Copy the items word for word, starting at the first line and ending with the line that contains "[(207, 188)]", with that line included.

Point annotation items
┄┄┄┄┄┄┄┄┄┄┄┄┄┄┄┄┄┄┄┄
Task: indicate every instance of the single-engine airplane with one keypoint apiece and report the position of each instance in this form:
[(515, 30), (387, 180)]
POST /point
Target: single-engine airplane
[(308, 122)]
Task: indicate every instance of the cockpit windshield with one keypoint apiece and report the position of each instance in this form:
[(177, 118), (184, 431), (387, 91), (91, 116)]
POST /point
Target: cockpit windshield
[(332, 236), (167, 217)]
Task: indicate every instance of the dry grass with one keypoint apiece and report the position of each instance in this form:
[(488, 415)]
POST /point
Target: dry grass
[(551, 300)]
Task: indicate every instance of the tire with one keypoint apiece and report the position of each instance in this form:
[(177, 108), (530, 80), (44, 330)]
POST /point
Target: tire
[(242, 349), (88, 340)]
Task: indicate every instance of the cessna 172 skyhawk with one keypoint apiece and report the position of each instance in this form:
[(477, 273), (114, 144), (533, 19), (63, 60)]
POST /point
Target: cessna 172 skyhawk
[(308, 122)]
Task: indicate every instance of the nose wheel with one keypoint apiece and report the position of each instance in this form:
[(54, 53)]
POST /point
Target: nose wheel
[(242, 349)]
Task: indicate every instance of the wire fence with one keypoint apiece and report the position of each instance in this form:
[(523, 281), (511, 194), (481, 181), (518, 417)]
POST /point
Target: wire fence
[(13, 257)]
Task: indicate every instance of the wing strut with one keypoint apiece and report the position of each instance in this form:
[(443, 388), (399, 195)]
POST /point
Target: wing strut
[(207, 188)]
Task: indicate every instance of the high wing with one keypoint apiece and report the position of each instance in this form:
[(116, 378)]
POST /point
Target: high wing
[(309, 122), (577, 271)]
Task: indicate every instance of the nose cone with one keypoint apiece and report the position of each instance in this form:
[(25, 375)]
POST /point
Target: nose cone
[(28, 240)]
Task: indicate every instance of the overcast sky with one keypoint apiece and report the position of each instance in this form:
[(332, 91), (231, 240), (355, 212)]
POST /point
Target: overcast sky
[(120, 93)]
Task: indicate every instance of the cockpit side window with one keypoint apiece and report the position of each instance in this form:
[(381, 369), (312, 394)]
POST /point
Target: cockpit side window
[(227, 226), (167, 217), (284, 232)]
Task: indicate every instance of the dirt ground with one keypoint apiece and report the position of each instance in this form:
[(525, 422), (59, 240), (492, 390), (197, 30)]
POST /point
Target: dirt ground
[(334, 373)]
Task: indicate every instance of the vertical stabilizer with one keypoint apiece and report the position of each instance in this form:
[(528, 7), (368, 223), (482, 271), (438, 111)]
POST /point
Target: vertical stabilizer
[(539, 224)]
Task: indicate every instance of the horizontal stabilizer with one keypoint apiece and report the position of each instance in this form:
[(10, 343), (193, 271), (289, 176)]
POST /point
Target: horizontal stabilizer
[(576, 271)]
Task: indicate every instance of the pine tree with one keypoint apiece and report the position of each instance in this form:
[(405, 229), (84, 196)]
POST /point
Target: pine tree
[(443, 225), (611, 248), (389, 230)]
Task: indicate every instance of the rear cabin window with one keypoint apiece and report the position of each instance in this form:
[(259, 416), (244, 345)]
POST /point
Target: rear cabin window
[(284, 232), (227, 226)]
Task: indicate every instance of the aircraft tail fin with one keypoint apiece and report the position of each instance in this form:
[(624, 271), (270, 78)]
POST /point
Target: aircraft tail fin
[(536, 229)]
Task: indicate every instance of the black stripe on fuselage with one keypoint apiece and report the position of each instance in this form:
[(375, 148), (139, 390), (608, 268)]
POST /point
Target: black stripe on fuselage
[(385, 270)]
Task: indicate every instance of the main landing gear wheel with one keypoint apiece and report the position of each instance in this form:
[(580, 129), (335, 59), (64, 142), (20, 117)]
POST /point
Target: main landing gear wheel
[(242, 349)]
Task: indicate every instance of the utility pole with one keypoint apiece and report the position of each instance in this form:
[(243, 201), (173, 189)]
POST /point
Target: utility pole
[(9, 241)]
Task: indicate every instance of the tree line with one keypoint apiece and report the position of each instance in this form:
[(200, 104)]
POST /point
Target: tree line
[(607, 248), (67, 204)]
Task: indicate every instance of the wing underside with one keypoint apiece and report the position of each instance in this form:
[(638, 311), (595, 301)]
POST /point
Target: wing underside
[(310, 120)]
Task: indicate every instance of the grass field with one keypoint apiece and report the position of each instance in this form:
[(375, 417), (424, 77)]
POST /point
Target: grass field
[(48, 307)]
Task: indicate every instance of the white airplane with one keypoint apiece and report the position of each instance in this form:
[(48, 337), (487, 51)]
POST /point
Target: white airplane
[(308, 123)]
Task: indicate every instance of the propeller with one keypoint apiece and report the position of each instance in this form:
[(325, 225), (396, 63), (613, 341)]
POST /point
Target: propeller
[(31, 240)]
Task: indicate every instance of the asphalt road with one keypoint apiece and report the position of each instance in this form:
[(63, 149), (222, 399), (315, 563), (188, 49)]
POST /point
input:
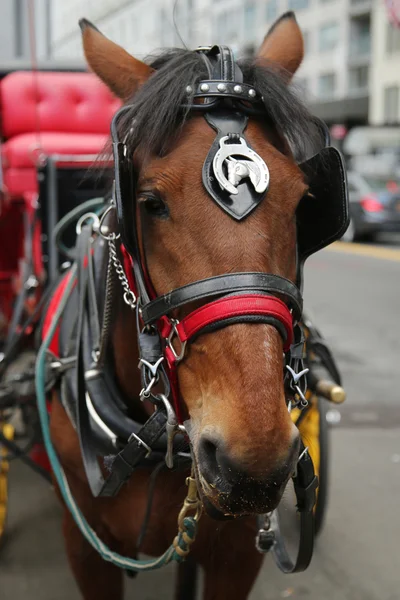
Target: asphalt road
[(354, 297)]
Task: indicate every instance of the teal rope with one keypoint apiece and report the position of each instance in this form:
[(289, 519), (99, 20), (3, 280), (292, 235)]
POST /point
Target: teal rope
[(90, 535)]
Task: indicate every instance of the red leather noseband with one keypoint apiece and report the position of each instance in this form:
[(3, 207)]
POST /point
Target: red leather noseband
[(234, 309)]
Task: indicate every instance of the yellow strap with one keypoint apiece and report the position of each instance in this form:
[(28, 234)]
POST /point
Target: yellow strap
[(8, 432)]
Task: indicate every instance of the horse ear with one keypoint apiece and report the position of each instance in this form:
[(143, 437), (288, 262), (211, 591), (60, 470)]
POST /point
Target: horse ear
[(284, 44), (120, 71)]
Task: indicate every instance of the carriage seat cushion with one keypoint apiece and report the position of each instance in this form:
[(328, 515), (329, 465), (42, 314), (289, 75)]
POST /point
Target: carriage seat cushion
[(55, 102), (22, 151)]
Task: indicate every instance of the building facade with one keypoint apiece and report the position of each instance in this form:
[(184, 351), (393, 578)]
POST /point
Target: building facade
[(19, 29), (351, 71)]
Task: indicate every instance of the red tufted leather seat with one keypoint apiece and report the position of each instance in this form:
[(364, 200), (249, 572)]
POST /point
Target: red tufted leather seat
[(42, 114), (50, 113)]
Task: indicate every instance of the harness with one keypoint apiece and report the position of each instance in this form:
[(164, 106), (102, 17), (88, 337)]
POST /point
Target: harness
[(237, 179)]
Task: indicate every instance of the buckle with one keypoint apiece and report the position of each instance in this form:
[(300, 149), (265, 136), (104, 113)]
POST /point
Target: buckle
[(141, 443), (174, 332)]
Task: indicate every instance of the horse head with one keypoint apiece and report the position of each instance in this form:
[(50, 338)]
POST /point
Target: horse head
[(244, 443)]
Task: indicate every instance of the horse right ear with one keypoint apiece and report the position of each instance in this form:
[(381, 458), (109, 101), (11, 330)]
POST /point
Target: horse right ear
[(120, 71)]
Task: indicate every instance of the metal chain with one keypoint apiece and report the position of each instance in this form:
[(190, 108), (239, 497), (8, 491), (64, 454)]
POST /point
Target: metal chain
[(129, 297)]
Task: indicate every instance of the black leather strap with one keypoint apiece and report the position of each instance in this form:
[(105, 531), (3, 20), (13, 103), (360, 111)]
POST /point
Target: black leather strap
[(134, 452), (85, 434), (224, 284), (305, 485)]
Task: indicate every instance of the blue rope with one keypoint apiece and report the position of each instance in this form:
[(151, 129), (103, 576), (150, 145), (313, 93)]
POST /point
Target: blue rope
[(120, 561)]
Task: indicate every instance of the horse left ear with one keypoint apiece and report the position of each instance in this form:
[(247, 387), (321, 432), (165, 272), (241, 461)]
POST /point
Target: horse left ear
[(284, 44), (120, 71)]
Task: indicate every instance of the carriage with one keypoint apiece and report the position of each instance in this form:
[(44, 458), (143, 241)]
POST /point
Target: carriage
[(46, 170), (51, 196)]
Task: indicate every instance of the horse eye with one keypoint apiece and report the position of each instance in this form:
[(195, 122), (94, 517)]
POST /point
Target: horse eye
[(156, 207)]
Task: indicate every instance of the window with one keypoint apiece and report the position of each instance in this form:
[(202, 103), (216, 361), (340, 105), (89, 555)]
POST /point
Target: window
[(392, 39), (297, 4), (360, 36), (358, 79), (249, 19), (391, 102), (227, 26), (326, 85), (303, 87), (307, 41), (272, 10), (328, 36)]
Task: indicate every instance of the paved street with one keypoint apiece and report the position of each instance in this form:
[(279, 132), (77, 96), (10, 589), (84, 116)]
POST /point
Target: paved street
[(353, 296)]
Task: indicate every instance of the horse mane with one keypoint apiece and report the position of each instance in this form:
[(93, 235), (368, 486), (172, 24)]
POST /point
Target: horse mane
[(157, 113)]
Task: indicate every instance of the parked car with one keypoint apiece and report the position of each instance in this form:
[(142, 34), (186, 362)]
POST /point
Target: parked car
[(374, 207)]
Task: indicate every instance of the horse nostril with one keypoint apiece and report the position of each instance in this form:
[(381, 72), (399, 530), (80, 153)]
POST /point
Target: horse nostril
[(207, 454)]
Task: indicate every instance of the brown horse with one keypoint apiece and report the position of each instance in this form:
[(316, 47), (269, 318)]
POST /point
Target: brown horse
[(231, 380)]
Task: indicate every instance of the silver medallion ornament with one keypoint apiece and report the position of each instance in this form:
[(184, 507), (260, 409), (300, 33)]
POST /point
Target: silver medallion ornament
[(230, 170)]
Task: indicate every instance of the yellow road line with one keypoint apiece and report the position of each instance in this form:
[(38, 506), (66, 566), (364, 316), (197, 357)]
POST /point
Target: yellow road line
[(366, 250)]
┄┄┄┄┄┄┄┄┄┄┄┄┄┄┄┄┄┄┄┄
[RESPONSE TO THE TASK]
Task: indicate every instance of the single-engine airplane with one keypoint apiece and report the position of each instance in this form:
[(515, 30), (387, 180)]
POST /point
Target: single-engine airplane
[(308, 122)]
Task: indicate every instance of the cockpit windshield with one keypoint apiece and report the position of each instance in this form:
[(177, 118), (184, 431), (387, 91), (91, 116)]
POST /point
Target: cockpit windshield
[(332, 236), (167, 217)]
Task: indicate every instance of the dry grass with one keypoint apiece and report the position of each instance in this form:
[(488, 415)]
POST /point
Target: dry grass
[(551, 300)]
Task: indicate every instance of the tire with one keypoint apiece and report the position of each instance in this form:
[(177, 108), (530, 80), (44, 330)]
POST /point
Target: tire
[(242, 349), (88, 340)]
Task: indicate every instance of the cessna 172 skyhawk with one keypoint apiece and report the position of each instance in this form:
[(477, 273), (114, 144), (533, 19), (63, 60)]
POST /point
Target: cessna 172 skyhawk
[(308, 122)]
Task: indicate every instance of the nose wheel with one keypoint apiece and report the position of each instance in this form:
[(54, 53)]
POST /point
Target: nose wheel
[(242, 349)]
Task: indicate every instance of the wire fence with one keypoint apiece and report the position of each instance in this form:
[(523, 281), (511, 194), (481, 181), (518, 417)]
POST /point
Target: wire fence
[(13, 257)]
Task: indicate every instance of the wing strut with one keypoint apiece and report the position of each instance in this form:
[(443, 388), (399, 195)]
POST /point
Target: wing strut
[(207, 188)]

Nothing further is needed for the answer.